*Reading text*

Week 2 notes
Key Concepts Learned
What is an algorithm?
A set of rules or instructions for solving a problem or completing a task
Inputs (“features”, “predictors”, “independent variables”, “x”)
Outputs (“labels”, “outcome”, “dependent variable”, “y”)
Data Science - Computer science/engineering focus on algorithms and methods
Data Analytics - Application of data science methods to other disciplines
Machine Learning - Algorithms for classification & prediction that learn from data
AI - Algorithms that adjust and improve across iterations (neural networks, etc.)
TIGER/Line Files
- Geographic boundaries (shapefiles)
- Census tracts, counties, states
- Now released as shapefiles (easier to use!)
Historical Data Sources:
- NHGIS (nhgis.org) - Historical census data
- Neighborhood Change Database
- Longitudinal Tract Database - Track changes over time
Coding Techniques
library(tidycensus)

*What is asked*
(1) Can you output the Week 2 notes starting at "TIGER/Line Files" and ending at "library(tidycensus)", copied word for word?
(2) How would you restate the part of the Week 2 notes that begins "TIGER/Line Files" in one short sentence that keeps its main facts?
(3) Could you extend the Week 2 notes on data science past their final line?

*Provided data*
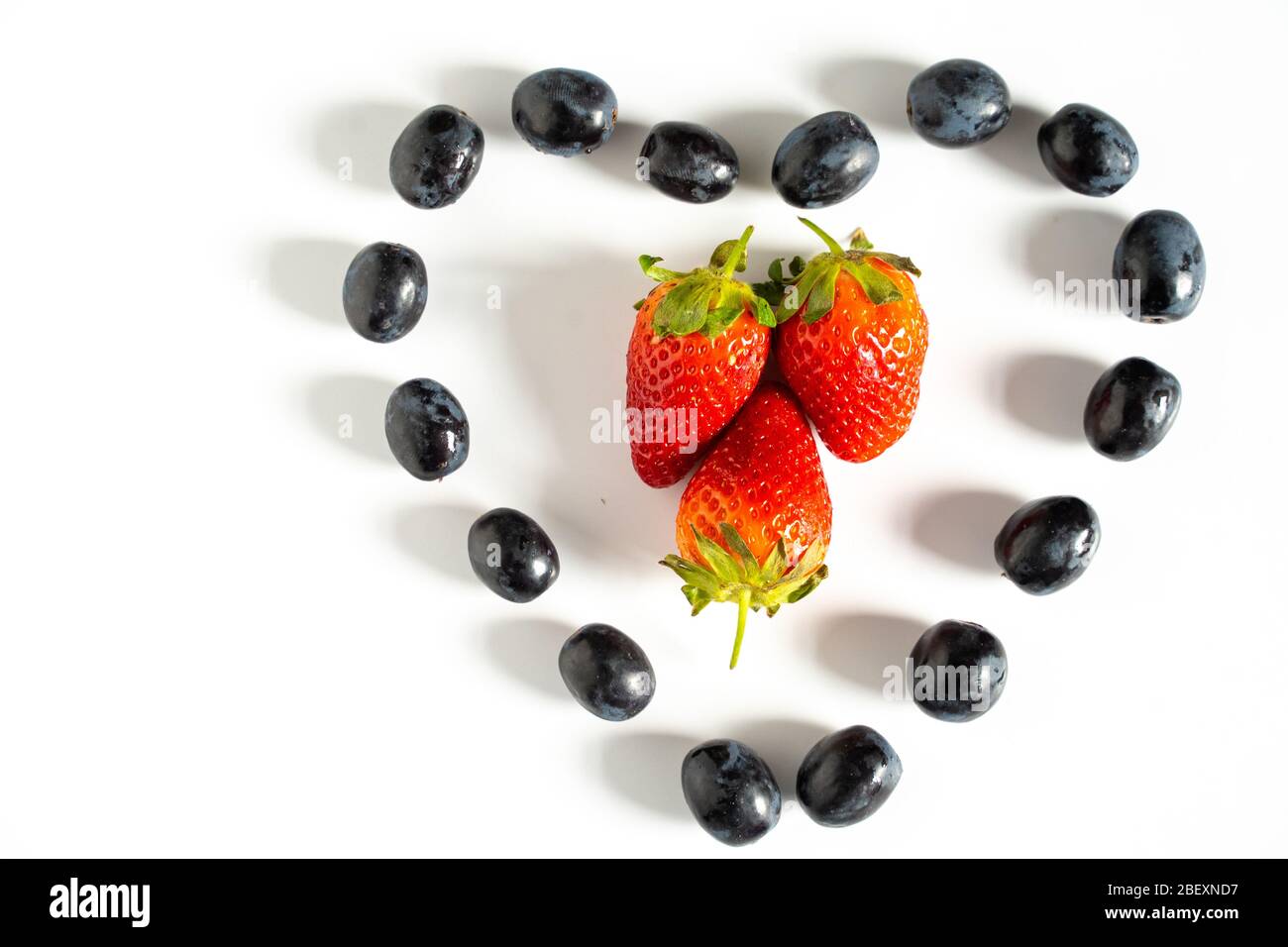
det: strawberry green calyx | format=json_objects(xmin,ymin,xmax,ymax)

*Answers to each task*
(1)
TIGER/Line Files
- Geographic boundaries (shapefiles)
- Census tracts, counties, states
- Now released as shapefiles (easier to use!)
Historical Data Sources:
- NHGIS (nhgis.org) - Historical census data
- Neighborhood Change Database
- Longitudinal Tract Database - Track changes over time
Coding Techniques
library(tidycensus)

(2) TIGER/Line Files provide geographic boundaries for census tracts, counties and states, and they are now released as shapefiles, which makes them easier to use.

(3)
library(tidyverse)
library(knitr)
case_when()
get_acs()
mutate()
select()
str_remove()
,str_extract()
,str_replace()
kable()
Questions & Challenges
I need to finish Lab 0, so that I can practice the different coding functions.
Connections to Policy
- Proxy: What would you use to stand in for what you want?
- Blind spot: What data gap or historical bias could skew results?
- Harm + Guardrail: Who could be harmed, and one simple safeguard?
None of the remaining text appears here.